(Saved entries)
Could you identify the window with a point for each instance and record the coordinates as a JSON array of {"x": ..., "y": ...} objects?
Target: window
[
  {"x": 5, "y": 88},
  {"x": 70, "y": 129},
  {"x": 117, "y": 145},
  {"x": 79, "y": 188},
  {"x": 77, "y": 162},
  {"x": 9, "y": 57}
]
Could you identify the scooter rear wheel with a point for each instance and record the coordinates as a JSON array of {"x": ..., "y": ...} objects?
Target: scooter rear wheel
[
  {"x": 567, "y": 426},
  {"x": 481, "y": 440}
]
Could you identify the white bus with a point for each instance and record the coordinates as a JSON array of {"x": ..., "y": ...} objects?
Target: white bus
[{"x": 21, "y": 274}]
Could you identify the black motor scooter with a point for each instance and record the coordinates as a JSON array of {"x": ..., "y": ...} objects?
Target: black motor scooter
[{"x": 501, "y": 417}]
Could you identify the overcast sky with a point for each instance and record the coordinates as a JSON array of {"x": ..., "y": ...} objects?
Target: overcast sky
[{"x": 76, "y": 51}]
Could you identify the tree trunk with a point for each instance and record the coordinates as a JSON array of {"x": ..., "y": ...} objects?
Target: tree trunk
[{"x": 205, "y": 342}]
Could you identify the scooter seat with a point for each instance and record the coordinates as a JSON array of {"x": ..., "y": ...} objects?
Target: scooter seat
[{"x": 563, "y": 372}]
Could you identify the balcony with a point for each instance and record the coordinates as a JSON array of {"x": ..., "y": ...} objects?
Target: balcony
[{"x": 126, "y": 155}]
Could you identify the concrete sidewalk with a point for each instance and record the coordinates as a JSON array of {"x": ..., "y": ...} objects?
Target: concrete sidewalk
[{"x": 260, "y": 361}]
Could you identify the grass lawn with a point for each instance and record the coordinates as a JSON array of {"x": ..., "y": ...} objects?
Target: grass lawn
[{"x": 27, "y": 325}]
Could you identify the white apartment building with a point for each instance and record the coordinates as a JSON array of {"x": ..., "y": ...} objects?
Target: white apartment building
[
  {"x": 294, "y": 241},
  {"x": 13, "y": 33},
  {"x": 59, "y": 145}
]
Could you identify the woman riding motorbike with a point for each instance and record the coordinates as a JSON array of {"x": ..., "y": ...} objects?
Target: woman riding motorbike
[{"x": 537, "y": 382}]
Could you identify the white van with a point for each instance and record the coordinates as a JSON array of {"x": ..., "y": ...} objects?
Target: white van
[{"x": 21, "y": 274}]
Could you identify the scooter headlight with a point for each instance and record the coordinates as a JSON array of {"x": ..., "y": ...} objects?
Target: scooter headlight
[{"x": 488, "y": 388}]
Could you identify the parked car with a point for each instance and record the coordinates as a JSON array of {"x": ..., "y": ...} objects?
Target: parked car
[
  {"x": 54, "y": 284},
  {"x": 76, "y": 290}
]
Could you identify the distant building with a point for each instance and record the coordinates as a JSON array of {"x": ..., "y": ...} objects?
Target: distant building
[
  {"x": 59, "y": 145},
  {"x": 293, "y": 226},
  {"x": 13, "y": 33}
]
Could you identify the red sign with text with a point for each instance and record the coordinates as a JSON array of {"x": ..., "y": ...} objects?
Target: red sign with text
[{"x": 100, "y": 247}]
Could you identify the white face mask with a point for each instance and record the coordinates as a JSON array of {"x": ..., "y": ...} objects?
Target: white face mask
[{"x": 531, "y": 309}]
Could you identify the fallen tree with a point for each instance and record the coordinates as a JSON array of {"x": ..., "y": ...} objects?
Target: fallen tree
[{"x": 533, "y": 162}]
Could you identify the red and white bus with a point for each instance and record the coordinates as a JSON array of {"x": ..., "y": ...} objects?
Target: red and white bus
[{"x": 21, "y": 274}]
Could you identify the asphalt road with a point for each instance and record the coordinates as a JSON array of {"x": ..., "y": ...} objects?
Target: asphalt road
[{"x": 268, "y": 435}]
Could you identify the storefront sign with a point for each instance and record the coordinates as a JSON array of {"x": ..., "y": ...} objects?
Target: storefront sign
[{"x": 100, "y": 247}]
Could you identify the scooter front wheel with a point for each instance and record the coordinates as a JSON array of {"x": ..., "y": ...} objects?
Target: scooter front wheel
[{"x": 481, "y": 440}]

Work request - Above are the records; copy exactly the lines from the one with "Could you identify the scooter front" through the final line.

Exercise solution -
Could you identify the scooter front wheel with a point for each instance and record the coordinates as a JSON array of {"x": ..., "y": ...} objects?
Target: scooter front wheel
[{"x": 481, "y": 440}]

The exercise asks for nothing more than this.